• [WORK TASK] When you reach the line containing "[locate] the wooden floorboard" in the entries below, begin reproducing lines exactly, and stop once the line containing "[locate] the table drawer" is done.

Region pointing data
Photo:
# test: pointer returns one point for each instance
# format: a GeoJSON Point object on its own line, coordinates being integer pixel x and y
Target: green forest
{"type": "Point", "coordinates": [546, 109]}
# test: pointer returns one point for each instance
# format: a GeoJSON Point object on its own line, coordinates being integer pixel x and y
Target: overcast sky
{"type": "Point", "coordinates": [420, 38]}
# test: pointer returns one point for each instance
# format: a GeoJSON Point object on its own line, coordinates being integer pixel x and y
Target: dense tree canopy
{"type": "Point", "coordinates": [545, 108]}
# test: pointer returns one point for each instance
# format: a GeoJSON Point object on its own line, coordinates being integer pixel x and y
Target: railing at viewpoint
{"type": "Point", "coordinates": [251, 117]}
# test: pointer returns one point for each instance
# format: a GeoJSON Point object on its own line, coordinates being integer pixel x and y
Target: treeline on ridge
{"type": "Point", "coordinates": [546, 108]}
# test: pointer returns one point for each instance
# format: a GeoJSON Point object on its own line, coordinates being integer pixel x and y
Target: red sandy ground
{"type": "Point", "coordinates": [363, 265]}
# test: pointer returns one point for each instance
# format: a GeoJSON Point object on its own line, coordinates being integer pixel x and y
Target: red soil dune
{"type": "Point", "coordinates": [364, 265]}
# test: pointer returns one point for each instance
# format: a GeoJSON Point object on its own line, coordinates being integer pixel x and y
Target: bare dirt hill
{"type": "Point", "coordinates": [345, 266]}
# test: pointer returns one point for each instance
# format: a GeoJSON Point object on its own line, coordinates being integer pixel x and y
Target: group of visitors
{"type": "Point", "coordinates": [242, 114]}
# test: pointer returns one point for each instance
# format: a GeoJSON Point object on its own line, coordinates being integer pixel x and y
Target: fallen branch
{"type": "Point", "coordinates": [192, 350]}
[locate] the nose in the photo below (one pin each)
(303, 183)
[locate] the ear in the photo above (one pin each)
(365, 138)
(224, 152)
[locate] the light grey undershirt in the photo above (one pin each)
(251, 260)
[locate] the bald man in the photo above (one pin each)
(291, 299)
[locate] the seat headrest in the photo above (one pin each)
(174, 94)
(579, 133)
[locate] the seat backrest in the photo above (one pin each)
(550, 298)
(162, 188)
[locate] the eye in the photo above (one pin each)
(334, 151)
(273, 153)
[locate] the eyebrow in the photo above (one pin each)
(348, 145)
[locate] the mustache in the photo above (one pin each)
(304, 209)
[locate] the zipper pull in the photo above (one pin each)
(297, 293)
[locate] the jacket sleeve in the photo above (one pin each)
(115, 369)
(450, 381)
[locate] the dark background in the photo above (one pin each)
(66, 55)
==
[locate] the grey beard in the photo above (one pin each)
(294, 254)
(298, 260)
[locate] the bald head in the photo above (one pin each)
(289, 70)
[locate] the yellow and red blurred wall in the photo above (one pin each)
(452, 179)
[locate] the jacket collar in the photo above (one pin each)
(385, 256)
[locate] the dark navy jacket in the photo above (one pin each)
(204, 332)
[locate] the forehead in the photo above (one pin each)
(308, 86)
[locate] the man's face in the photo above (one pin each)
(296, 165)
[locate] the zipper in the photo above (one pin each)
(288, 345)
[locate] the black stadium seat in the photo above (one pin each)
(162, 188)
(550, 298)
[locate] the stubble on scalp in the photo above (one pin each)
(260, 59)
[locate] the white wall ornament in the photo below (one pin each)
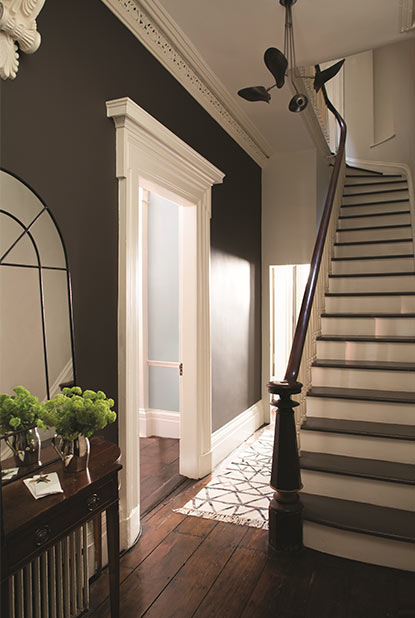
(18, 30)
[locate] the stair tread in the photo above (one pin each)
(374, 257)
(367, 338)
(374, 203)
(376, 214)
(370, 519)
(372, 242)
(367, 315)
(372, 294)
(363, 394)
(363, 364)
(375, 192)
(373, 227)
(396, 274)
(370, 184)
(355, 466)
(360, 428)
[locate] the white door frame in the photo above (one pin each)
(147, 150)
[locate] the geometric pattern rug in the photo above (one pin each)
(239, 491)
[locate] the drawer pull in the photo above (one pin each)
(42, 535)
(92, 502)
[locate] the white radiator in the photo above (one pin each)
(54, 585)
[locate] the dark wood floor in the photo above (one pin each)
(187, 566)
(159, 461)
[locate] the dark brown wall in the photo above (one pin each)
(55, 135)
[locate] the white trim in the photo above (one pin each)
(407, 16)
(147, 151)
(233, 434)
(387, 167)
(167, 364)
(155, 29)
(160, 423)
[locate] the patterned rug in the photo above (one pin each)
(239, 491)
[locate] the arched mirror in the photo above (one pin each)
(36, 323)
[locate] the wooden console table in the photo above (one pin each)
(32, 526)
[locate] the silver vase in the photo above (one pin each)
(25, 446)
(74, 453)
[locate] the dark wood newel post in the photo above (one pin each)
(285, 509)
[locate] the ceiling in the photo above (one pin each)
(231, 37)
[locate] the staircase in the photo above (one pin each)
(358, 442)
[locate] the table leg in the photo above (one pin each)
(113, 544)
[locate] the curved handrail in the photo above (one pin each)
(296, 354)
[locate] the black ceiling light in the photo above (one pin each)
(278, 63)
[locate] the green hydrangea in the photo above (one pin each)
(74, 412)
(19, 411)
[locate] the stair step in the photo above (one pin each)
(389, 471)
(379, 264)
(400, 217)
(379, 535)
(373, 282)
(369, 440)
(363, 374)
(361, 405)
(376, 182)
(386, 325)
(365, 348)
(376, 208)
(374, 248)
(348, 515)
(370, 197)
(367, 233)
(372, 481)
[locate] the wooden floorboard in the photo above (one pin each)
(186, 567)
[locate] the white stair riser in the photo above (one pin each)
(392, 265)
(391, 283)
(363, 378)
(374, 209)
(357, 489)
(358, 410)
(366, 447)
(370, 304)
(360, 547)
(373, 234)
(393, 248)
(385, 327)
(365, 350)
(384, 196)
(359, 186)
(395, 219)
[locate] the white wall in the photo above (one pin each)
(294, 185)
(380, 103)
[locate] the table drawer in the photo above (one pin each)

• [EXERCISE RESPONSE]
[locate] the wooden floorboard in the photo above (one pin each)
(186, 567)
[locate] the white stair riser in the photo above (one pin each)
(392, 265)
(391, 283)
(363, 378)
(374, 209)
(357, 489)
(358, 410)
(366, 447)
(370, 304)
(360, 547)
(373, 234)
(393, 248)
(385, 327)
(365, 350)
(384, 196)
(359, 186)
(395, 219)
[locate] the white wall in the photo above (one pin each)
(294, 185)
(380, 103)
[locate] the table drawer in the photo above (one pin each)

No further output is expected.